PASSAGE PROVIDED:
Iterator (iter / iter_u8 / iter_usize)

Using native iterators where available.

Style Representation avg time (µs) avg thrpt (GiB/s)
ahash Vec<String> 12.387 17.902
ahash Box<[Box<str>]> 12.145 18.259
ahash lite-strtab 12.897 17.195
ahash lite-strtab (null-padded) 14.774 15.010
u8 Vec<String> 17.998 12.321
u8 Box<[Box<str>]> 17.916 12.378
u8 lite-strtab 17.617 12.588
usize Vec<String> 7.751 28.610
usize Box<[Box<str>]> 7.845 28.268
usize lite-strtab 7.588 29.226

Reproduce with cargo bench --bench my_benchmark. Linux glibc. cargo 1.95.0-nightly (fe2f314ae 2026-01-30).

In summary, actual read performance on real data is within margin of error.

The overhead of looking up a string by ID is negligible. Any difference you see is mostly due to run to run variation.

I've experimented with data alignment too, but saw no notable difference in practice after aligning to usize boundaries to avoid reads across word boundaries. There may be some in random access patterns; I've only benched sequential here.

SHORT TASK 1:
Answer these questions from the benchmark notes:
(a) What command reproduces the benchmark?
(b) Which access pattern was benchmarked?
(c) What average time in µs is listed for usize lite-strtab?
SHORT TASK 2:
Say whether each statement agrees with the benchmark notes:
(a) The overhead of looking up a string by ID is significant.
(b) Aligning to usize boundaries made no notable difference in practice.
(c) The benchmarks ran on Linux glibc.
SHORT TASK 3: Rewrite the benchmark notes from "Reproduce with cargo" up to and including "margin of error.", changing "real data" to "synthetic data".

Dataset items
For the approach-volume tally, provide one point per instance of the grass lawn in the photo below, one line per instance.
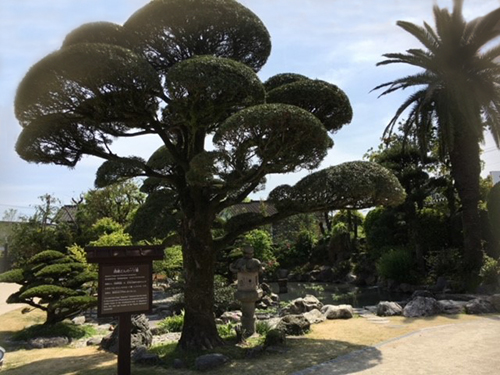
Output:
(326, 341)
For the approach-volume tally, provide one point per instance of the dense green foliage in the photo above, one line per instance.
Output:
(198, 83)
(60, 329)
(53, 282)
(38, 232)
(172, 323)
(396, 264)
(493, 205)
(456, 99)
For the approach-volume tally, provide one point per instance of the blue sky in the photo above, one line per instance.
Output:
(339, 41)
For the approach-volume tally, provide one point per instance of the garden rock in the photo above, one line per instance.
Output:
(178, 363)
(47, 342)
(422, 293)
(422, 306)
(210, 361)
(275, 337)
(386, 308)
(302, 305)
(273, 322)
(314, 316)
(325, 274)
(266, 301)
(231, 316)
(451, 307)
(495, 301)
(141, 356)
(140, 335)
(294, 325)
(94, 341)
(479, 306)
(78, 320)
(338, 312)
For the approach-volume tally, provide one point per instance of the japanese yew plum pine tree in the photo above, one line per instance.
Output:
(53, 282)
(185, 70)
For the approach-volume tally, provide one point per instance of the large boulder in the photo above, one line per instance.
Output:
(47, 342)
(452, 307)
(231, 316)
(314, 316)
(479, 306)
(338, 312)
(302, 305)
(294, 325)
(386, 308)
(141, 335)
(421, 306)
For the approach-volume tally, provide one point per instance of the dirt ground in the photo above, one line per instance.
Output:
(441, 345)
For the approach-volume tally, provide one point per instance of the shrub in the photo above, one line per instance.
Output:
(171, 265)
(262, 244)
(262, 327)
(172, 323)
(432, 229)
(383, 228)
(63, 329)
(226, 331)
(52, 282)
(397, 265)
(445, 262)
(493, 205)
(490, 271)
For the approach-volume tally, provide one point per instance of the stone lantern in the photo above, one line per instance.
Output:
(247, 269)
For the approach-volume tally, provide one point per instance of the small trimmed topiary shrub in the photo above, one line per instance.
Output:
(54, 282)
(396, 264)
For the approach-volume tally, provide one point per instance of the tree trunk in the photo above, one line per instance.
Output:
(199, 330)
(465, 169)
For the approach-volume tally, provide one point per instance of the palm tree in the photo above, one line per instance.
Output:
(457, 97)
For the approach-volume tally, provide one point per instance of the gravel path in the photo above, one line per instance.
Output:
(455, 349)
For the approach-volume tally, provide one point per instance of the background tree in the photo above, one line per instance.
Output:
(39, 232)
(53, 282)
(118, 202)
(459, 97)
(184, 70)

OUTPUT 1:
(a) cargo bench --bench my_benchmark
(b) Sequential
(c) 7.588

OUTPUT 2:
(a) No: "The overhead of looking up a string by ID is negligible."
(b) Yes: "saw no notable difference in practice after aligning to usize boundaries"
(c) Yes: "Linux glibc."

OUTPUT 3:
Reproduce with cargo bench --bench my_benchmark. Linux glibc. cargo 1.95.0-nightly (fe2f314ae 2026-01-30).

In summary, actual read performance on synthetic data is within margin of error.